Write the line that includes "the dancer, giving" and all subsequent lines, exactly as written, and nothing more.

**The records**
#####

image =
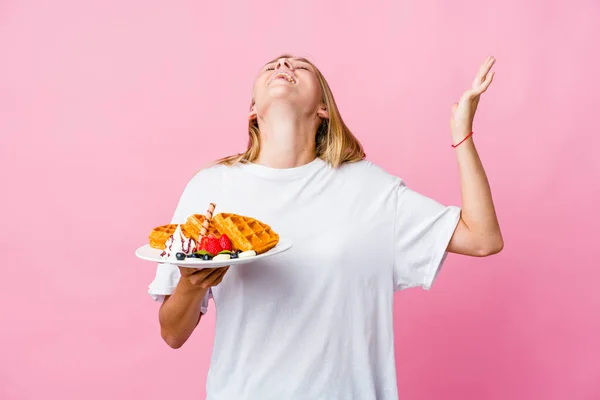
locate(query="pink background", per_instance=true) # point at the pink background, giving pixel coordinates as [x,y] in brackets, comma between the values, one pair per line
[108,108]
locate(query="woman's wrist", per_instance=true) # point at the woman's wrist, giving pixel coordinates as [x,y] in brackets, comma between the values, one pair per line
[460,135]
[185,287]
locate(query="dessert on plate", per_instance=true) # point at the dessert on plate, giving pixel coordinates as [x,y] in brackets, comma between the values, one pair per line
[222,237]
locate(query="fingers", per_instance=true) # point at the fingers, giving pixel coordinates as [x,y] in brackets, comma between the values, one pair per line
[484,85]
[484,70]
[207,277]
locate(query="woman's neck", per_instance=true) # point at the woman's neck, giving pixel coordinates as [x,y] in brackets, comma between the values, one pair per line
[287,140]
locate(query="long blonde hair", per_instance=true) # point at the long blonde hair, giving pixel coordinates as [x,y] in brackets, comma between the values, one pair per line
[335,143]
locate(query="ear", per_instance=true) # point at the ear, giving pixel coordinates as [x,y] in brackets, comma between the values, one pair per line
[322,112]
[252,115]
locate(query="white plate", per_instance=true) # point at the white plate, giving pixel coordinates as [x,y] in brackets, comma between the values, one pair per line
[151,254]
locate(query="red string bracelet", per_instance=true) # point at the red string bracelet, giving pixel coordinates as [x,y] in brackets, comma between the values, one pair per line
[459,143]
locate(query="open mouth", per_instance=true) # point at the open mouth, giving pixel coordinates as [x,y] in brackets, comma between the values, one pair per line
[283,75]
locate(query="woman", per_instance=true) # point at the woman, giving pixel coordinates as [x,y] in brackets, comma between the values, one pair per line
[316,322]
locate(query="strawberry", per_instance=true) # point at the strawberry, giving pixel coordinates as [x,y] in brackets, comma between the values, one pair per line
[213,246]
[225,243]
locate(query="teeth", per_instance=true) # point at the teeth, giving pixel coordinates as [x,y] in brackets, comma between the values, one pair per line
[286,76]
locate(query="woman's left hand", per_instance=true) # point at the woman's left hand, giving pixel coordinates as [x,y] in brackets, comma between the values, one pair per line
[463,112]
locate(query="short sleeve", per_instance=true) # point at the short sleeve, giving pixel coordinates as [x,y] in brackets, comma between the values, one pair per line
[167,275]
[422,231]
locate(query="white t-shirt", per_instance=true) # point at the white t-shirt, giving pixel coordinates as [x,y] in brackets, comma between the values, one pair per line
[315,322]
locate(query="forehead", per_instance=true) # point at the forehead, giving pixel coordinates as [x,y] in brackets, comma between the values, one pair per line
[291,58]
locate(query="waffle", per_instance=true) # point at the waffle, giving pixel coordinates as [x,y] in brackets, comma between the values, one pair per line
[159,235]
[194,225]
[246,233]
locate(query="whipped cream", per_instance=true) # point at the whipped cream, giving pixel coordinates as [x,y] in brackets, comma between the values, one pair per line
[246,254]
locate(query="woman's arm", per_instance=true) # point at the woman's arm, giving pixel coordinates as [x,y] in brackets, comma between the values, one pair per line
[478,231]
[180,313]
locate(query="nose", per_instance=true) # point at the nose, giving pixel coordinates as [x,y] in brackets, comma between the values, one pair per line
[283,63]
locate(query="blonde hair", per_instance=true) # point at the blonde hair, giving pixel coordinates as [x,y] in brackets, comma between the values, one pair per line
[335,143]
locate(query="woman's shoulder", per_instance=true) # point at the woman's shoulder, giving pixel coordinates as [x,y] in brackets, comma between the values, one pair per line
[368,170]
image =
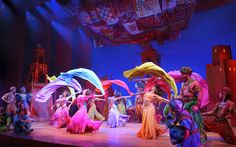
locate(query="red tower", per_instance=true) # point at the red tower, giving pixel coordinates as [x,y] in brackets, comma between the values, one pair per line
[222,72]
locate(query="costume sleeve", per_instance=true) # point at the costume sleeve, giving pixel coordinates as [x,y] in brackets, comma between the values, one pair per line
[197,91]
[186,123]
[232,108]
[4,98]
[213,111]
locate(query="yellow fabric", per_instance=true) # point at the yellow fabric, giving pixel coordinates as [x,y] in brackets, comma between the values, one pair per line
[72,91]
[94,114]
[151,68]
[121,108]
[149,128]
[52,78]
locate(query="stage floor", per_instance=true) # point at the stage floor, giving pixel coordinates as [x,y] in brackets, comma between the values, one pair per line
[112,137]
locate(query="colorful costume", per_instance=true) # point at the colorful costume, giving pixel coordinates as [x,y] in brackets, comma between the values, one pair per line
[115,118]
[216,120]
[186,134]
[149,128]
[64,118]
[93,113]
[121,107]
[189,93]
[22,123]
[57,114]
[80,122]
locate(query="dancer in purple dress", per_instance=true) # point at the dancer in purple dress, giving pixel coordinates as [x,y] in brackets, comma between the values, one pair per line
[61,116]
[80,122]
[56,108]
[186,134]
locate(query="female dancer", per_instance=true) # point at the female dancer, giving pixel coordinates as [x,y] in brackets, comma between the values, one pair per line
[56,109]
[115,118]
[149,128]
[92,112]
[217,120]
[61,116]
[80,122]
[186,134]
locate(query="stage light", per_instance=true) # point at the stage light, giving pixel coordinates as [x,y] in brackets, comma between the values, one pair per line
[83,36]
[44,13]
[55,7]
[32,22]
[65,32]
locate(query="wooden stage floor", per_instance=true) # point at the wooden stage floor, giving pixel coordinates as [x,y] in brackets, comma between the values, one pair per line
[112,137]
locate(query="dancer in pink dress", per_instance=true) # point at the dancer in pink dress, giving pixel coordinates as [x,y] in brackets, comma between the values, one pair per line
[61,116]
[80,122]
[56,108]
[64,119]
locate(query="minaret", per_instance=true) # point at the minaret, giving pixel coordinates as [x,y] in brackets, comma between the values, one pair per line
[38,69]
[222,72]
[36,81]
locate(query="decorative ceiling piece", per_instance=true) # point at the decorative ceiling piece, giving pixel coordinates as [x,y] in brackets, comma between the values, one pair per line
[114,22]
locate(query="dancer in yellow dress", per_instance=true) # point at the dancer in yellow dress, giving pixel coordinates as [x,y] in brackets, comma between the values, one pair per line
[150,128]
[92,112]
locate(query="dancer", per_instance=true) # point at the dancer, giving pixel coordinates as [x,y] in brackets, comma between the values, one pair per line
[22,122]
[9,98]
[61,116]
[80,122]
[121,106]
[191,95]
[64,118]
[139,101]
[56,108]
[25,98]
[217,120]
[149,128]
[186,133]
[115,118]
[93,113]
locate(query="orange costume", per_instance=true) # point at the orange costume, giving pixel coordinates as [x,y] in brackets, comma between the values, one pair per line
[149,128]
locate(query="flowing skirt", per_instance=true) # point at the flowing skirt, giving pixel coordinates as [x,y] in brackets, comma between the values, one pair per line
[223,128]
[60,118]
[94,114]
[192,141]
[149,128]
[80,122]
[116,119]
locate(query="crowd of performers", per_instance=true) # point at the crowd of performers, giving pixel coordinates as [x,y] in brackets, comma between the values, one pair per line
[186,123]
[15,112]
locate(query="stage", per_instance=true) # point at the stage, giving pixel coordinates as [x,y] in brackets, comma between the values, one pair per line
[45,135]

#####

**Solution to this problem**
locate(query="dancer", per_instance=true) # point at the dancer, giving pixel coordinates as [x,y] in brackets, comma between the values, one pair per line
[22,122]
[9,98]
[61,116]
[80,122]
[121,106]
[191,95]
[64,118]
[139,101]
[56,108]
[25,98]
[217,120]
[149,128]
[186,133]
[115,118]
[93,113]
locate(query="orange costume", per_instance=true) # point at the orange costume, giving pixel coordinates as [x,y] in brackets, comma between the values, one pair per line
[149,128]
locate(query="flowing skirt", per_instance=true) # point at the flowing skirt, giving pixel coordinates as [x,y] in brackets, comma between the values, one pair per line
[223,128]
[60,118]
[94,114]
[192,141]
[149,128]
[80,122]
[116,119]
locate(query="crowd of performers", per_instance=true) # point at the crowd of performers, giving pixel coordinates as [x,y] in brackets, comma between the values, one pair per line
[186,123]
[15,112]
locate(query="stage", per_instance=true) # point at the stage, giving pixel coordinates as [x,y] in brackets, comma between the values, one pair per line
[45,135]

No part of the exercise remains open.